[EXERCISE AIM]
Repeat every entry word for word, but leave the images out of your copy.

++++++++

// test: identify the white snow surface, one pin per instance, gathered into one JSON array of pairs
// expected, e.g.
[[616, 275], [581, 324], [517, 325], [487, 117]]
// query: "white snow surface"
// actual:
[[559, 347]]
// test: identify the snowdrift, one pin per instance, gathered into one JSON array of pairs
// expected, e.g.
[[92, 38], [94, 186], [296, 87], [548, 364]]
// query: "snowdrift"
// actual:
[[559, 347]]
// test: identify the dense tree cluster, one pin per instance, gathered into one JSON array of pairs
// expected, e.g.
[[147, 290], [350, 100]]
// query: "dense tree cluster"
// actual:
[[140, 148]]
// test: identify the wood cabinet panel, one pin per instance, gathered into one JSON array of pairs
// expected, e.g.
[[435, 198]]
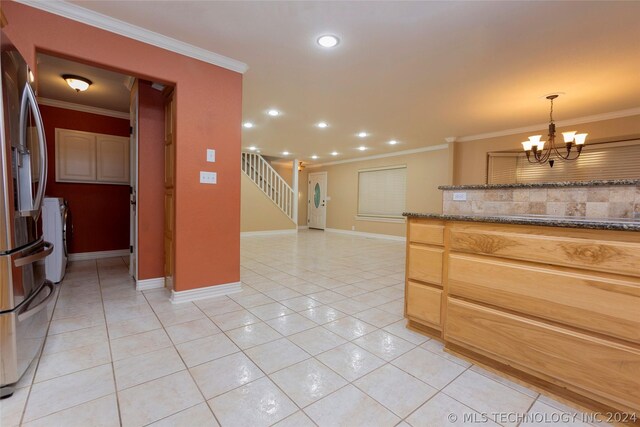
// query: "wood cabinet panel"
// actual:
[[113, 159], [424, 304], [599, 367], [558, 247], [425, 264], [424, 231], [599, 302], [75, 156]]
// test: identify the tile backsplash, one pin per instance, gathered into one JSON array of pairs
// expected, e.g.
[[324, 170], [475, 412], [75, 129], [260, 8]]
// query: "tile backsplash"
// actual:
[[589, 202]]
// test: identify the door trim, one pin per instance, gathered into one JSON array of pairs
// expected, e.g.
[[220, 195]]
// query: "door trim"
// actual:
[[326, 187]]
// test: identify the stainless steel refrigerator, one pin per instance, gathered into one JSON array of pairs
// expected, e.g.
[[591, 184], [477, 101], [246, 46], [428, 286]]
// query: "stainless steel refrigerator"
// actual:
[[25, 296]]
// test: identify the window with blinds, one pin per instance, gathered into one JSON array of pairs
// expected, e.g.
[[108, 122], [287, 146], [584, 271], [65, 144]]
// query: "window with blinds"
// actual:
[[619, 160], [382, 191]]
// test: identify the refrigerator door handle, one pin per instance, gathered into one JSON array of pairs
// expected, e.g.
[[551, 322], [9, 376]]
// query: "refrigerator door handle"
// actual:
[[29, 100], [24, 312], [47, 249]]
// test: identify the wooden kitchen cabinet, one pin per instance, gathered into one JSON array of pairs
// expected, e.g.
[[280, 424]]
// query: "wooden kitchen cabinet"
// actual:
[[558, 307], [93, 158]]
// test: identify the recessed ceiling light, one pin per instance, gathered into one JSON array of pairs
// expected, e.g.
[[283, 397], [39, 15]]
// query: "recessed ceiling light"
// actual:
[[328, 41]]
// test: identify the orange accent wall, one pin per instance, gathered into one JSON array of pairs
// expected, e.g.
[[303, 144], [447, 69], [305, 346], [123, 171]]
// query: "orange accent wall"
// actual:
[[99, 212], [150, 182], [209, 115]]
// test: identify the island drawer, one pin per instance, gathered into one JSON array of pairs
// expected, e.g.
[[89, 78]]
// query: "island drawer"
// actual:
[[425, 264], [589, 364], [424, 303], [426, 231], [610, 251], [598, 302]]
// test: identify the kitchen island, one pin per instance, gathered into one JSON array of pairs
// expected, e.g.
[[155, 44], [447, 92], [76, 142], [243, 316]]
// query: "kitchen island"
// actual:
[[553, 301]]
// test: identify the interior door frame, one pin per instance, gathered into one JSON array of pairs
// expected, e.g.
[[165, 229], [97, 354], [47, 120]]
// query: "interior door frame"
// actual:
[[310, 196], [133, 183]]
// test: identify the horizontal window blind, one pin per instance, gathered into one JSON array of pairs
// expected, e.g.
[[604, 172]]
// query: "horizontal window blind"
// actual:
[[382, 192], [602, 161]]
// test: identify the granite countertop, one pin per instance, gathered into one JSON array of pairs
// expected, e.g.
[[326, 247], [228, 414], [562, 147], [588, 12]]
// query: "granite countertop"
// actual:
[[548, 221], [596, 183]]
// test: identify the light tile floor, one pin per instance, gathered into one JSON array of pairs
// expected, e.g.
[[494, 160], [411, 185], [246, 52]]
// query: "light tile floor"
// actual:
[[316, 337]]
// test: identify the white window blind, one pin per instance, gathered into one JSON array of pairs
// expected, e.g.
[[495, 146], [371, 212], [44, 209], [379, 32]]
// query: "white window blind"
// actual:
[[601, 161], [382, 192]]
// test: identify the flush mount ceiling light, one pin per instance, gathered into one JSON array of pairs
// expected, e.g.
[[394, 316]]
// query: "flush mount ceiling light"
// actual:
[[80, 84], [542, 155], [328, 41]]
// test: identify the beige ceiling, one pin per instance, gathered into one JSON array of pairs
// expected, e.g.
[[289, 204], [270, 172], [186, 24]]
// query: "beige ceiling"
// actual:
[[413, 71], [107, 91]]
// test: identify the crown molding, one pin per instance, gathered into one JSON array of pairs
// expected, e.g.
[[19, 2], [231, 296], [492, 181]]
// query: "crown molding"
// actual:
[[84, 108], [560, 123], [104, 22], [382, 156]]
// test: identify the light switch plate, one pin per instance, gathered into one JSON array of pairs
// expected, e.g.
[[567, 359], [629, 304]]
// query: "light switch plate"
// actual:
[[208, 177], [211, 155]]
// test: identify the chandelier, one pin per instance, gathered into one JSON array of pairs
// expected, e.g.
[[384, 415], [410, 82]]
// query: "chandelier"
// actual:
[[535, 148]]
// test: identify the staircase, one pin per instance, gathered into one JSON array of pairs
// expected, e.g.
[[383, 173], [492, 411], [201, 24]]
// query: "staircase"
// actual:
[[270, 182]]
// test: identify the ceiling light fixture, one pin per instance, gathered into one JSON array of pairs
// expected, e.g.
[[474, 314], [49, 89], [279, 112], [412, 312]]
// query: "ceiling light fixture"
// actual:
[[80, 84], [328, 41], [541, 155]]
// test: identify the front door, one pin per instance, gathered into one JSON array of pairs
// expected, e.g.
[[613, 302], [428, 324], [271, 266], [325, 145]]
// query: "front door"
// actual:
[[317, 211]]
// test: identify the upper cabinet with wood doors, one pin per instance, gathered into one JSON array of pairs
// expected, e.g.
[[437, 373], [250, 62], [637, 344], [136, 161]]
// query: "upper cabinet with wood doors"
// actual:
[[91, 157]]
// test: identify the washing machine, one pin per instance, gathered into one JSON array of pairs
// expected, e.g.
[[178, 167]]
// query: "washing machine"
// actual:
[[54, 227]]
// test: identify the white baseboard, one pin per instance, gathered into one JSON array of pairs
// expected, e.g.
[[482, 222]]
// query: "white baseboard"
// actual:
[[146, 284], [83, 256], [208, 292], [369, 235], [268, 232]]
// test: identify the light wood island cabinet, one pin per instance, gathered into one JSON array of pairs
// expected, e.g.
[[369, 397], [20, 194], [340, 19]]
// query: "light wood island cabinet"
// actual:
[[558, 307]]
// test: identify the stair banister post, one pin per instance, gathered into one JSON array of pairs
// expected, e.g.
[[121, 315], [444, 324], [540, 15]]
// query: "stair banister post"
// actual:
[[294, 182]]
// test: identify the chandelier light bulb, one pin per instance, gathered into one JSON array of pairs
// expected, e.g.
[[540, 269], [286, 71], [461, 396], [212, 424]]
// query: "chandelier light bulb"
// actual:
[[568, 136], [580, 138]]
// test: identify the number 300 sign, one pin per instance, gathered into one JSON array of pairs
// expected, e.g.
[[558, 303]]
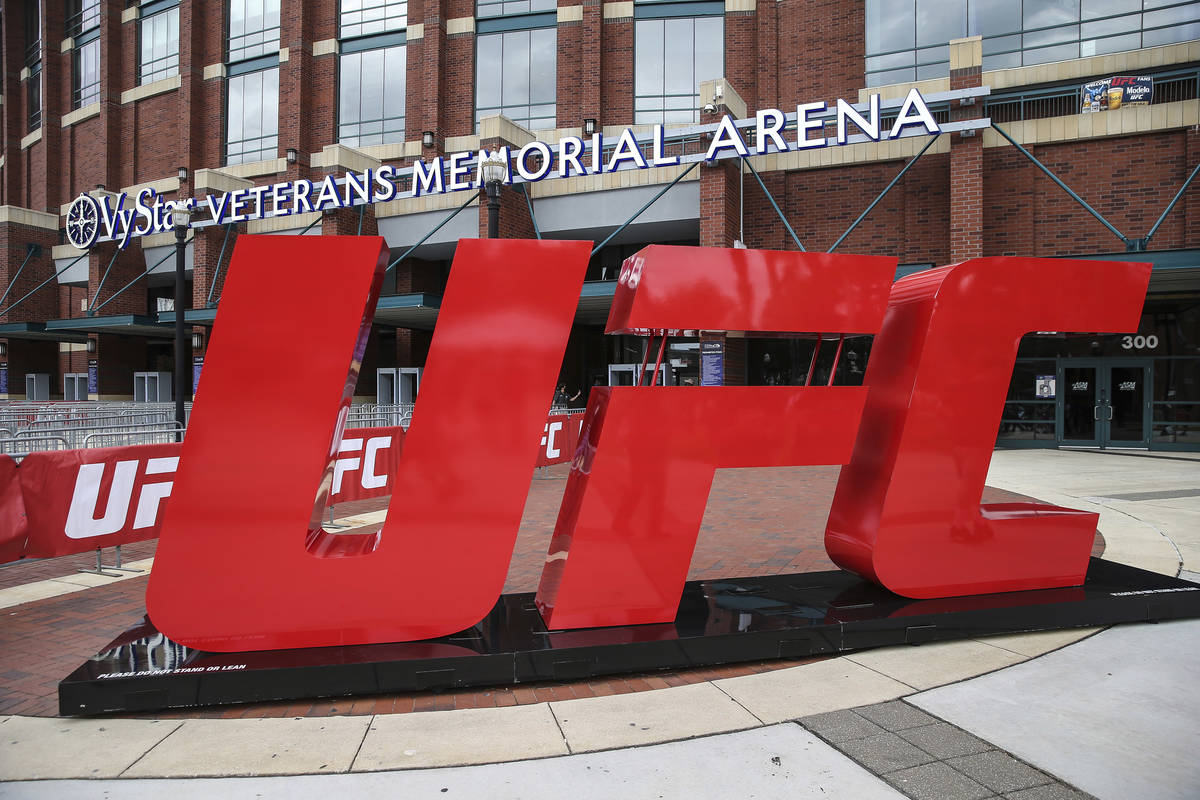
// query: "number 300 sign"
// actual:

++++++++

[THE OUTPUT]
// test: identify the white snow surface, one pin per instance, gathered into one JSON array of pairs
// expected, e.g.
[[616, 275], [581, 324], [517, 325], [487, 117]]
// query: "white snow surface"
// actual:
[[559, 347]]
// test: identify the snowdrift, one pin per instance, gathered into one JSON array of pairs
// expected, e.g.
[[92, 38], [94, 186], [296, 87], [548, 364]]
// query: "snowdrift"
// actual:
[[559, 347]]
// test: identify the dense tree cluster, one pin per instance, gathered into one JSON array of pairs
// expected, e.g.
[[147, 290], [350, 100]]
// query: "dense tree cluster"
// actual:
[[140, 148]]
// test: identify the wood cabinet panel, one pin per instance, gathered into one JSON array of pairs
// expected, e.g.
[[435, 198]]
// query: "wood cabinet panel"
// actual:
[[113, 159], [424, 304], [599, 367], [558, 247], [425, 264], [424, 231], [599, 302], [75, 156]]
// test: identify the tile backsplash, one pin per instance, gathered into one JSON array of pairs
// expected, e.g.
[[324, 170], [475, 412], [75, 129], [260, 8]]
// query: "tile backsplash"
// actual:
[[589, 202]]
// test: identify the door trim, one pin per instance, gathered into one JSON array of pairs
// expected, e.g.
[[220, 195]]
// query: "door trim"
// actual:
[[326, 187]]
// test: identify the stainless steel refrigerator, one pin per instance, gathered into one JSON array of pairs
// expected, e.g.
[[591, 184], [477, 101], [246, 46], [428, 286]]
// query: "stainless steel refrigerator"
// actual:
[[25, 296]]
// test: identify the window with blinds, one pin per instance, gathered into one JSON array of pairs
// expected, e.g.
[[108, 122], [287, 146], [584, 271], [65, 144]]
// query: "window with blinds"
// actual:
[[619, 160], [382, 191]]
// test: identify the refrigerator door handle, one pin per instance, gathered into one JSON array of pairs
// expected, e.g.
[[551, 322], [9, 376]]
// query: "refrigerator door handle"
// actual:
[[29, 100], [24, 312], [47, 249]]
// test: identify the wooden kitchen cabinet, one pin per instance, gathered into one JSON array of pairs
// expected, e.g.
[[280, 424]]
// query: "wooden kitchen cabinet"
// actual:
[[558, 307], [93, 158]]
// test: identify the recessed ceiling light, one pin per instance, gathered into one JSON array of pairs
// expected, e.g.
[[283, 397], [39, 15]]
// query: "recessed ceiling light"
// actual:
[[328, 41]]
// test: identify the orange accent wall, one pin per instance, gathered into one JSON array of pairs
// expected, e.g.
[[303, 144], [447, 69], [305, 346], [123, 171]]
// query: "orange accent wall"
// actual:
[[99, 212], [150, 182], [209, 115]]
// test: identify the island drawer, one pin per instance, gathered into one JSON array of pairs
// expected, e.g.
[[89, 78]]
// query: "island drawer"
// actual:
[[425, 264], [589, 364], [424, 303], [426, 231], [610, 251], [598, 302]]
// test: identify the kitchen island, one pin per instance, gathered into one JSON array of pairs
// expected, e.g.
[[155, 44], [447, 92], [76, 142], [243, 316]]
// query: "kitchen island"
// actual:
[[553, 301]]
// test: identify the interior door frame, one pin per instance, gathered into one JSON array of pairs
// expected, e.g.
[[165, 229], [97, 354], [47, 120]]
// query: "interior door frame"
// actual:
[[310, 196], [133, 183]]
// test: identify the horizontal window blind, one pin per instance, gathered into one JSON array of pairs
// expected, e.g.
[[604, 172]]
// query: "horizontal window blind"
// actual:
[[382, 192], [602, 161]]
// test: identify the granite countertop, one pin per instance, gathered into one JSON array of pairs
// expected, e.g.
[[326, 247], [228, 414], [562, 147], [588, 12]]
// query: "granite countertop"
// actual:
[[548, 221], [596, 183]]
// test: identify the light tile floor, one pin per instance, gathered into one JSON array of pairs
// expected, e.g.
[[494, 160], [411, 185], [246, 52]]
// query: "light tile floor"
// actual:
[[316, 337]]
// test: identify the white window blind, one pin per instance, gathered into one JSON array of pairs
// expected, e.g.
[[495, 146], [371, 212], [44, 209], [379, 32]]
// query: "white window blind"
// actual:
[[601, 161], [382, 192]]
// test: identify the flush mount ceiling light, one pin per instance, gathered into one JSON array of pairs
// expected, e.g.
[[394, 316]]
// query: "flush mount ceiling light"
// actual:
[[80, 84], [542, 155], [328, 41]]
// test: identify the beige ceiling, one pin per instance, gathered into one JSON array of pairs
// expected, e.g.
[[289, 204], [270, 172], [186, 24]]
// query: "beige ceiling"
// actual:
[[413, 71], [107, 91]]
// test: identify the crown molding, one pin per instance, gathered into one JSON array of pairs
// expected, e.g.
[[19, 2], [231, 296], [492, 181]]
// query: "crown molding"
// actual:
[[84, 108], [560, 123], [104, 22], [382, 156]]
// test: identify the light switch plate, one pin per instance, gathered into one JSON array of pairs
// expected, e.g.
[[567, 359], [629, 304]]
// query: "light switch plate"
// actual:
[[208, 177], [211, 155]]
// test: identify the chandelier, one pin per instance, gathered into one JSON array of pairs
// expected, e.g.
[[384, 415], [410, 82]]
// query: "chandelier"
// actual:
[[535, 148]]
// test: identify the staircase, one pin per instance, gathered into one JSON array of pairs
// expected, e.g.
[[383, 173], [492, 411], [201, 24]]
// query: "staircase"
// actual:
[[270, 182]]
// test: identify the ceiling light fixture, one pin per instance, gathered into one JSON array of pairs
// expected, e.g.
[[474, 314], [49, 89], [279, 112], [412, 312]]
// query: "ceiling light fixture"
// actual:
[[80, 84], [328, 41], [541, 155]]
// test: identify the front door, one pin per instance, gathered into one JSON array of pairs
// expected, e.g.
[[613, 302], [428, 324], [271, 266], [325, 145]]
// query: "front door"
// actual:
[[317, 211]]
// test: identify the upper cabinet with wood doors, one pin per instance, gathered into one JSON array of pairs
// expected, e.g.
[[437, 373], [250, 62], [637, 344], [136, 161]]
// query: "upper cabinet with wood doors"
// actual:
[[91, 157]]
// test: identify the washing machine, one pin per instance, gathered into one JSON array of pairs
// expected, e.g.
[[178, 167]]
// query: "washing machine"
// actual:
[[54, 227]]
// test: identify the white baseboard, one pin per instance, gathered into one JSON array of pairs
// expected, e.g.
[[482, 222]]
// query: "white baseboard"
// actual:
[[146, 284], [83, 256], [208, 292], [369, 235], [268, 232]]
// test: identify the light wood island cabinet, one pin per instance, gathered into one JSON array of pairs
// expected, e.g.
[[369, 397], [20, 194], [340, 19]]
// query: "light wood island cabinet"
// actual:
[[558, 307]]
// test: identify the stair banister post, one pin per instance, gathered into one JSON array of pairs
// expected, e.g.
[[121, 315], [444, 324], [540, 15]]
// query: "stair banister post"
// actual:
[[294, 182]]
// test: identify the chandelier light bulb, one pin per instance, gathered into one JSON array of pairs
// expected, e.g.
[[540, 269], [286, 71], [461, 396], [212, 424]]
// query: "chandelier light bulb"
// actual:
[[568, 136], [580, 138]]
// test: identify the number 300 sign, one pin per instance, gathered into one JSON array of pairs
// expected, e.g.
[[558, 303]]
// query: "number 300 sign"
// actual:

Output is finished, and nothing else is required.